Dataset entries:
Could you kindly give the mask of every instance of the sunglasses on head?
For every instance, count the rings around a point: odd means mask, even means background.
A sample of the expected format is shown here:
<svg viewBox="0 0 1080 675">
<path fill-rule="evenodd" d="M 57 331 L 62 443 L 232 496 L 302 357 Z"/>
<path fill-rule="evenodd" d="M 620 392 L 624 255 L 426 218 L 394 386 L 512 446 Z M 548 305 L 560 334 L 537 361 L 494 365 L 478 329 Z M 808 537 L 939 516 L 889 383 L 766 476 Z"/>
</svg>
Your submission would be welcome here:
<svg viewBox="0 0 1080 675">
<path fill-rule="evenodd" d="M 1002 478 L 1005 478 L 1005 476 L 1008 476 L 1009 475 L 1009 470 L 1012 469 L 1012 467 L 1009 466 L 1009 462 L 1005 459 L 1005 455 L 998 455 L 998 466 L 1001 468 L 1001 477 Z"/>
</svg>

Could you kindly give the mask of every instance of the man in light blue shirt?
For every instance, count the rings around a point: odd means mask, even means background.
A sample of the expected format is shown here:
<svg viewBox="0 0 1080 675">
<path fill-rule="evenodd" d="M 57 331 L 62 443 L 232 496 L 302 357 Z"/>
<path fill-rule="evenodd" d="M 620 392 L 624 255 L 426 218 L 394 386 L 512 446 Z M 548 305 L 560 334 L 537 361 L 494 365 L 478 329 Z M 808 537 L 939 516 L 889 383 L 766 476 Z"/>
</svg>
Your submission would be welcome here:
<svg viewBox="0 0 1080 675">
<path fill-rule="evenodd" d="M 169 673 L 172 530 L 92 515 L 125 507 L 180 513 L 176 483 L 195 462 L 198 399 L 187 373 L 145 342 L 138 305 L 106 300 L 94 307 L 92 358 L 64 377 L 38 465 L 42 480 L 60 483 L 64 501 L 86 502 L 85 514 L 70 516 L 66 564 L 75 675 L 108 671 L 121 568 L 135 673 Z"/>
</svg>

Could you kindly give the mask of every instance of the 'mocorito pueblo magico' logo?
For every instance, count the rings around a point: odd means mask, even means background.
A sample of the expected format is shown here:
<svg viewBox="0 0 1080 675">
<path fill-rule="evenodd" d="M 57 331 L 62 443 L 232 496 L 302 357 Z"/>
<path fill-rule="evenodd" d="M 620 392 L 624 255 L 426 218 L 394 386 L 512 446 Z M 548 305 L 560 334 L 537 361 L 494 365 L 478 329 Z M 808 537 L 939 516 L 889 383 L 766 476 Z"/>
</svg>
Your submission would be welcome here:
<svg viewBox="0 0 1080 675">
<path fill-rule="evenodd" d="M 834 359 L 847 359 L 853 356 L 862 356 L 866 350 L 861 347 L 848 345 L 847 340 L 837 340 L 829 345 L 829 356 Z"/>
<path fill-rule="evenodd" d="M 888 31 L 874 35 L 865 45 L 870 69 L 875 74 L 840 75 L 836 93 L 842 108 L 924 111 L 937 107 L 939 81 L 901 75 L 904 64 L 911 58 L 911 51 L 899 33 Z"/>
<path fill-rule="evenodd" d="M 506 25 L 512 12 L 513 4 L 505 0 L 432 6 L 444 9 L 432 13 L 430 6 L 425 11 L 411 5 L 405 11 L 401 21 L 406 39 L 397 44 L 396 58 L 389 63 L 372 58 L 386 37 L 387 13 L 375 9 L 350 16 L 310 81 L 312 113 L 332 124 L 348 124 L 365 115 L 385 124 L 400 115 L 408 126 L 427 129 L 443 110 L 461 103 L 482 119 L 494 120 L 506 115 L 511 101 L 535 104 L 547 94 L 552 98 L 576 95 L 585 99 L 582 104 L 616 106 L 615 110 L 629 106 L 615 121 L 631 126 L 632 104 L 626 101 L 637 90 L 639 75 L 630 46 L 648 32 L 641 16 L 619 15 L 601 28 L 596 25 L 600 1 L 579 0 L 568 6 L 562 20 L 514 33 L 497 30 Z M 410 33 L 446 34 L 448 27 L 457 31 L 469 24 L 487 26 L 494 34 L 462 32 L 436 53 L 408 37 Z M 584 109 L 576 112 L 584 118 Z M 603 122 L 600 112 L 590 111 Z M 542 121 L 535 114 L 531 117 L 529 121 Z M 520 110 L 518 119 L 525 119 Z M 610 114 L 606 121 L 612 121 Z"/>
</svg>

==

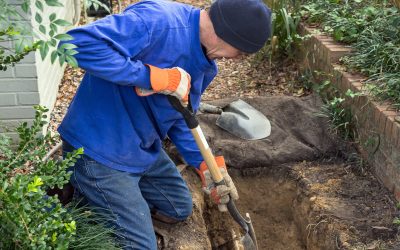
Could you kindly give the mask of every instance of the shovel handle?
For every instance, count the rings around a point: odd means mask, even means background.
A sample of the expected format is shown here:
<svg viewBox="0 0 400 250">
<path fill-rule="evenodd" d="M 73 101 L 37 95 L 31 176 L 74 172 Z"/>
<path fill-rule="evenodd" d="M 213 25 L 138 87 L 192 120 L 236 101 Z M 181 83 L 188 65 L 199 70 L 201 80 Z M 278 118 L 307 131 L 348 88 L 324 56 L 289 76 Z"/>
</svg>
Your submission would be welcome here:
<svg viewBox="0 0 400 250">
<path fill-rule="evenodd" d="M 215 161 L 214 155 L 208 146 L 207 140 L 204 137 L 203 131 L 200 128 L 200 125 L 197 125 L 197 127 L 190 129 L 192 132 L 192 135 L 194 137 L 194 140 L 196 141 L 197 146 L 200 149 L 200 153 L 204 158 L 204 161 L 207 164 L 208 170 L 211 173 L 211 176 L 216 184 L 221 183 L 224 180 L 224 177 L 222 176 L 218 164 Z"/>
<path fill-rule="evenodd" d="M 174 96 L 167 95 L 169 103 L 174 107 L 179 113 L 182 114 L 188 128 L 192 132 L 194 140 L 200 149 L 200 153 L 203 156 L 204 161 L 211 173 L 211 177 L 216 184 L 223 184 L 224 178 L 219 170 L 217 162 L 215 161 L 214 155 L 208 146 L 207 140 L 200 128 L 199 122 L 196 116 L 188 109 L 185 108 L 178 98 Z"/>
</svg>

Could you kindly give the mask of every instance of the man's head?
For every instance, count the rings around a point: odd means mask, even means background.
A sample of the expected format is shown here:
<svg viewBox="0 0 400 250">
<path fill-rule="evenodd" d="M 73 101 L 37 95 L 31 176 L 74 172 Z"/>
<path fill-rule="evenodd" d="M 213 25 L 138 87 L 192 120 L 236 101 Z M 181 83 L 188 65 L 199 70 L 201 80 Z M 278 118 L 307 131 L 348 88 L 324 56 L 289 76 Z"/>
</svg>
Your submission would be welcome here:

Problem requirements: Each line of the entries holding the string "give" should be found and copied.

Task solution:
Could you kindly give the mask of every instance of the sunglasses on head?
Could you kindly give the mask of every instance of the man in light blue shirt?
Could you kindly give the mask of every instance of the 'mocorito pueblo magico' logo?
Could you kindly give the mask of every instance of the shovel handle?
Could you kindly give the mask of every instance of the man's head?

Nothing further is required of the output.